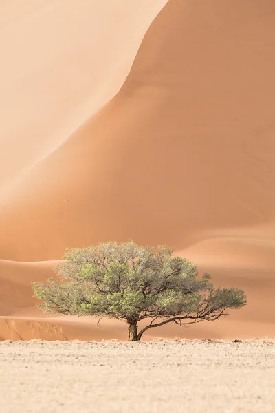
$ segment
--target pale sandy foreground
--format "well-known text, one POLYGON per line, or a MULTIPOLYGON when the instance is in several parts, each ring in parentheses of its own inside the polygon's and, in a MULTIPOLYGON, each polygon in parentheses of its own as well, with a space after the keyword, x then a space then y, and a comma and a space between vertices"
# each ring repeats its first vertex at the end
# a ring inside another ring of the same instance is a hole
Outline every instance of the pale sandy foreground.
POLYGON ((1 413, 273 413, 268 343, 0 343, 1 413))

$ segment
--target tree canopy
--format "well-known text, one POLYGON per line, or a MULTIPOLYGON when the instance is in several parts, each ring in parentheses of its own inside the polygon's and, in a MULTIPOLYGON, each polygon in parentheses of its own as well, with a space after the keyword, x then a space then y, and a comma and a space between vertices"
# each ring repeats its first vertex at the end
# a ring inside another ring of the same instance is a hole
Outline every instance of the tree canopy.
POLYGON ((241 290, 215 288, 209 274, 171 248, 131 241, 67 250, 56 279, 34 283, 40 308, 63 315, 107 316, 128 323, 129 340, 173 322, 213 321, 246 304, 241 290), (150 322, 138 331, 138 323, 150 322))

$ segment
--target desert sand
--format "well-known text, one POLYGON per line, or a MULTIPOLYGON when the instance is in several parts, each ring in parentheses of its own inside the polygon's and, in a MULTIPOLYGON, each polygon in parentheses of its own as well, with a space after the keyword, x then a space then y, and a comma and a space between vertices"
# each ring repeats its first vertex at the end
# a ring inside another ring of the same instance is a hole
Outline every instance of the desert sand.
POLYGON ((273 413, 263 343, 0 343, 1 413, 273 413))
POLYGON ((126 337, 38 313, 30 283, 65 248, 129 238, 248 294, 155 334, 274 337, 273 0, 26 3, 0 6, 0 339, 126 337))

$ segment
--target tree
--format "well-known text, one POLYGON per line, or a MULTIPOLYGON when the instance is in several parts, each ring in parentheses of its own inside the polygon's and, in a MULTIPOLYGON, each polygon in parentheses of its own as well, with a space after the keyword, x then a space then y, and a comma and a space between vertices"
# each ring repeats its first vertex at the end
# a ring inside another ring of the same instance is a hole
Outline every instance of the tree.
POLYGON ((106 242, 67 250, 58 277, 34 283, 34 296, 47 313, 104 316, 128 323, 130 341, 168 323, 213 321, 246 304, 244 292, 214 288, 208 274, 173 250, 106 242), (138 332, 138 323, 151 319, 138 332))

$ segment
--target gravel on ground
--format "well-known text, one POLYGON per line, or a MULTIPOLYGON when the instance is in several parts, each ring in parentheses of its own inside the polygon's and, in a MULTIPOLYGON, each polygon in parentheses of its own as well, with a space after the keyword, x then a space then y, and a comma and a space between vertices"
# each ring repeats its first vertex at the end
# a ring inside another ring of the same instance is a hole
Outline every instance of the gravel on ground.
POLYGON ((0 343, 1 413, 274 413, 272 342, 0 343))

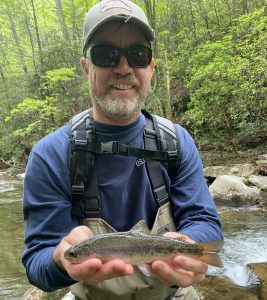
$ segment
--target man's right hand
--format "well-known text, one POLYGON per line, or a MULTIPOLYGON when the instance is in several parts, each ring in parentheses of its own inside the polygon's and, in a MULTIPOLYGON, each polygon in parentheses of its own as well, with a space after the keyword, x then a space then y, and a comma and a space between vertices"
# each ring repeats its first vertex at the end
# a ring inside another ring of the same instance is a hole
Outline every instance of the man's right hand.
POLYGON ((92 236, 92 231, 86 226, 74 228, 55 248, 53 253, 55 264, 61 270, 67 272, 72 279, 84 281, 90 285, 98 284, 107 279, 133 274, 133 266, 121 259, 113 259, 105 263, 98 258, 89 258, 81 263, 71 263, 65 259, 64 252, 69 247, 92 236))

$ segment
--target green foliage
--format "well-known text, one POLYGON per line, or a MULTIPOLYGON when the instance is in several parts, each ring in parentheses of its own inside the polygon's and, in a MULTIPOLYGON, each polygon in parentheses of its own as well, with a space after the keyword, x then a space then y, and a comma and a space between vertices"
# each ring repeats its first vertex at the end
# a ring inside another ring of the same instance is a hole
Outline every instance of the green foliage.
POLYGON ((13 108, 5 118, 6 122, 13 122, 14 126, 8 136, 9 142, 19 144, 22 152, 28 152, 40 138, 55 130, 60 112, 55 106, 56 101, 52 97, 45 100, 26 98, 13 108))
POLYGON ((235 135, 245 130, 240 124, 266 122, 266 40, 266 16, 259 10, 235 20, 220 41, 194 51, 186 117, 198 136, 203 128, 223 129, 236 147, 235 135))

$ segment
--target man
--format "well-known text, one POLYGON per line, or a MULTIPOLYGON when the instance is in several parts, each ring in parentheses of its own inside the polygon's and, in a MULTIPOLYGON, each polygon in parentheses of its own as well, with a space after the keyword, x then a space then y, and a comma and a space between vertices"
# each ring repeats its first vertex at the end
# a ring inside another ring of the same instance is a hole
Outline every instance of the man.
MULTIPOLYGON (((144 12, 130 1, 103 0, 87 12, 81 66, 93 99, 98 143, 115 140, 144 148, 141 108, 154 72, 153 39, 144 12)), ((71 213, 69 127, 63 126, 34 146, 23 204, 23 263, 32 284, 45 291, 72 285, 76 299, 198 299, 191 286, 203 278, 207 264, 190 257, 154 261, 152 276, 144 276, 120 259, 104 263, 90 258, 73 264, 64 258, 71 245, 94 234, 127 231, 141 219, 155 233, 162 224, 168 225, 171 231, 165 235, 188 242, 222 239, 198 152, 185 129, 178 125, 176 129, 182 162, 172 181, 164 172, 170 200, 160 208, 144 161, 96 154, 100 218, 81 220, 71 213)))

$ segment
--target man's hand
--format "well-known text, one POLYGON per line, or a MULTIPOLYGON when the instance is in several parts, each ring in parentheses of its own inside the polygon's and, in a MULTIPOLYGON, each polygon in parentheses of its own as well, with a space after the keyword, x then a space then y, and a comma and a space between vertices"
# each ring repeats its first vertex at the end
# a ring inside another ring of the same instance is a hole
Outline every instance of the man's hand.
POLYGON ((53 253, 56 265, 69 276, 76 280, 83 280, 87 284, 95 285, 107 279, 132 275, 133 266, 121 259, 113 259, 106 263, 98 258, 90 258, 81 263, 71 263, 64 258, 64 252, 72 245, 93 236, 92 231, 86 226, 74 228, 64 237, 53 253))
MULTIPOLYGON (((167 232, 164 236, 179 238, 185 242, 194 243, 188 236, 177 232, 167 232)), ((151 272, 166 285, 177 285, 185 288, 205 278, 208 265, 194 258, 176 255, 170 261, 156 260, 151 263, 151 272)))

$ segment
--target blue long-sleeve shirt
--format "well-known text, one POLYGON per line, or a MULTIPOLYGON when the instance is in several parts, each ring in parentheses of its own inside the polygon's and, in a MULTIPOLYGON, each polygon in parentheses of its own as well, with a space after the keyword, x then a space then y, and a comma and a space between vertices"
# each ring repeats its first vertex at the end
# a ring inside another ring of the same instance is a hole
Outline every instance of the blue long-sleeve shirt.
MULTIPOLYGON (((117 140, 143 148, 145 118, 127 126, 95 122, 97 142, 117 140)), ((182 162, 170 187, 170 201, 177 231, 195 241, 222 239, 221 223, 206 185, 203 167, 188 132, 176 125, 182 162)), ((53 261, 60 240, 79 225, 71 214, 68 174, 70 130, 63 126, 40 140, 26 167, 23 195, 25 251, 23 264, 29 281, 45 291, 69 286, 74 281, 53 261)), ((152 194, 145 164, 136 157, 96 155, 100 216, 117 231, 129 230, 144 219, 151 228, 158 205, 152 194), (138 163, 137 163, 138 161, 138 163)))

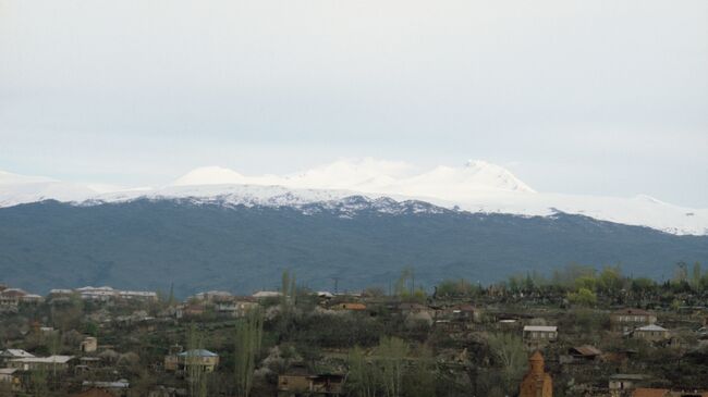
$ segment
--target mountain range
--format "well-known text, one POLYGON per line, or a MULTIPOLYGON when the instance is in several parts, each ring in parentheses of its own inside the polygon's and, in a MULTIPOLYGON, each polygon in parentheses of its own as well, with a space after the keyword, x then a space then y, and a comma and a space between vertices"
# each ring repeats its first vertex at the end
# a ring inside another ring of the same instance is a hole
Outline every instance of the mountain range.
POLYGON ((564 212, 678 235, 708 234, 708 209, 683 208, 646 195, 621 198, 538 193, 504 168, 479 160, 422 173, 407 163, 374 159, 340 160, 288 175, 246 176, 207 166, 164 186, 141 188, 64 183, 0 172, 0 207, 46 199, 87 204, 138 198, 220 198, 232 203, 279 206, 341 200, 355 195, 419 200, 473 213, 548 216, 564 212))
POLYGON ((569 263, 670 277, 708 262, 706 210, 649 197, 542 194, 473 161, 415 173, 340 161, 285 176, 197 169, 149 188, 0 173, 0 282, 38 293, 111 285, 272 289, 284 269, 314 289, 488 283, 569 263))

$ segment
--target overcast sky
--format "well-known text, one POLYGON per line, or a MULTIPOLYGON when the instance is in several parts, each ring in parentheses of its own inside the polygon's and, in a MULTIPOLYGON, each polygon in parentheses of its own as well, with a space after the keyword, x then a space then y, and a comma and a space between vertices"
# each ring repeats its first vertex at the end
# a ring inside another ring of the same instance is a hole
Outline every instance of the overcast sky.
POLYGON ((342 157, 708 208, 708 1, 0 0, 0 170, 342 157))

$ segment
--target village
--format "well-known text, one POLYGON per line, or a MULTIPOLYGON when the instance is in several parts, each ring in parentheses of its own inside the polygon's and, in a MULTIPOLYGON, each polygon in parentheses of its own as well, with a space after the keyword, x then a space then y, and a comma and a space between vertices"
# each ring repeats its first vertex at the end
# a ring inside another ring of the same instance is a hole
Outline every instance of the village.
MULTIPOLYGON (((696 268, 697 266, 697 268, 696 268)), ((708 396, 708 273, 247 296, 0 287, 0 396, 708 396)))

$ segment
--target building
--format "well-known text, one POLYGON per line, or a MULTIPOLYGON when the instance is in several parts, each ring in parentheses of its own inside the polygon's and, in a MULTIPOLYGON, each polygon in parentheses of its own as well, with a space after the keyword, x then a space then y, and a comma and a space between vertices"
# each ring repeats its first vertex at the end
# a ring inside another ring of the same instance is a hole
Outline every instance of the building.
POLYGON ((207 300, 210 302, 225 302, 230 301, 233 296, 231 293, 225 290, 208 290, 206 293, 199 293, 195 295, 194 298, 197 300, 207 300))
POLYGON ((258 302, 248 300, 224 302, 217 305, 217 313, 223 317, 242 318, 251 310, 257 309, 258 307, 258 302))
MULTIPOLYGON (((181 349, 181 347, 176 347, 181 349)), ((174 352, 164 357, 164 370, 186 371, 192 365, 203 367, 204 372, 213 372, 219 364, 219 355, 205 349, 174 352)))
POLYGON ((71 397, 115 397, 115 396, 98 387, 91 387, 82 393, 72 394, 71 397))
POLYGON ((364 310, 366 310, 366 305, 356 303, 356 302, 337 303, 337 305, 333 305, 330 309, 332 309, 332 310, 364 311, 364 310))
POLYGON ((465 322, 480 322, 481 310, 472 305, 460 305, 452 308, 452 319, 465 322))
POLYGON ((671 397, 671 390, 668 388, 637 387, 632 392, 632 397, 671 397))
POLYGON ((602 351, 600 351, 595 346, 583 345, 571 347, 567 349, 567 355, 561 356, 559 360, 562 364, 585 363, 596 361, 600 358, 600 356, 602 356, 602 351))
POLYGON ((632 331, 632 337, 647 342, 662 342, 669 339, 671 333, 662 326, 651 324, 632 331))
POLYGON ((552 397, 553 380, 544 369, 544 356, 536 350, 528 359, 528 372, 524 376, 518 397, 552 397))
POLYGON ((256 299, 280 298, 281 296, 283 295, 277 290, 259 290, 253 295, 256 299))
POLYGON ((21 358, 29 358, 29 357, 35 357, 35 355, 22 349, 7 349, 0 351, 0 362, 5 362, 11 359, 21 359, 21 358))
POLYGON ((98 339, 93 336, 86 336, 78 345, 78 349, 83 352, 94 352, 98 349, 98 339))
POLYGON ((0 368, 0 386, 10 387, 11 392, 20 392, 22 380, 16 368, 0 368))
POLYGON ((342 374, 285 374, 278 376, 278 397, 340 396, 342 374))
POLYGON ((614 332, 628 333, 634 328, 657 322, 657 317, 642 309, 622 309, 610 314, 610 327, 614 332))
POLYGON ((74 356, 25 357, 8 360, 8 365, 21 371, 65 371, 73 360, 74 356))
MULTIPOLYGON (((124 397, 127 396, 127 392, 131 387, 127 380, 118 380, 114 382, 105 382, 105 381, 84 381, 82 383, 82 388, 86 392, 95 390, 91 393, 108 393, 112 397, 124 397)), ((90 395, 89 395, 90 396, 90 395)), ((102 394, 96 394, 96 396, 103 396, 102 394)))
POLYGON ((553 342, 558 339, 558 327, 547 325, 524 326, 524 340, 527 342, 553 342))
POLYGON ((621 396, 627 390, 634 390, 643 383, 645 383, 649 377, 647 375, 640 374, 625 374, 618 373, 610 376, 609 389, 611 396, 621 396))

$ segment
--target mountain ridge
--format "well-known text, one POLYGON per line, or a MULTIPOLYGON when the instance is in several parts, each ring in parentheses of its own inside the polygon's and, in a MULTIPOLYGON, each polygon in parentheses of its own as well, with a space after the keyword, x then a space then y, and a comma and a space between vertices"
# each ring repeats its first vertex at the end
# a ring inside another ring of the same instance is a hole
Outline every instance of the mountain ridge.
POLYGON ((289 201, 319 202, 354 195, 427 201, 479 213, 547 216, 562 211, 678 235, 708 234, 708 209, 682 208, 646 195, 614 198, 538 193, 508 170, 479 160, 471 160, 462 168, 438 166, 423 173, 415 172, 410 164, 373 159, 341 160, 284 176, 245 176, 211 166, 193 170, 162 187, 112 193, 61 182, 5 183, 0 184, 0 207, 44 199, 81 204, 142 197, 204 200, 230 197, 232 202, 269 202, 278 201, 276 196, 289 197, 290 200, 282 200, 288 204, 289 201))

EXERCISE ▸ Reproduce the material verbatim, from its start through the line containing "POLYGON ((1 413, 273", and leave out the pictures.

TASK ANSWER ▸
$ segment
--target pale sandy foreground
--format "well-known text, one POLYGON per line, or a MULTIPOLYGON when the instance is in several parts, each ring in parentheses of its own inside the polygon's and, in a MULTIPOLYGON, each polygon in parentheses of its own as well, with a space after the keyword, x then a space then y, and a comma and a space between vertices"
# each ring repeats its first vertex at the end
# a ring inside another ring of the same instance is a hole
Outline every instance of the pale sandy foreground.
POLYGON ((1 413, 273 413, 268 343, 0 343, 1 413))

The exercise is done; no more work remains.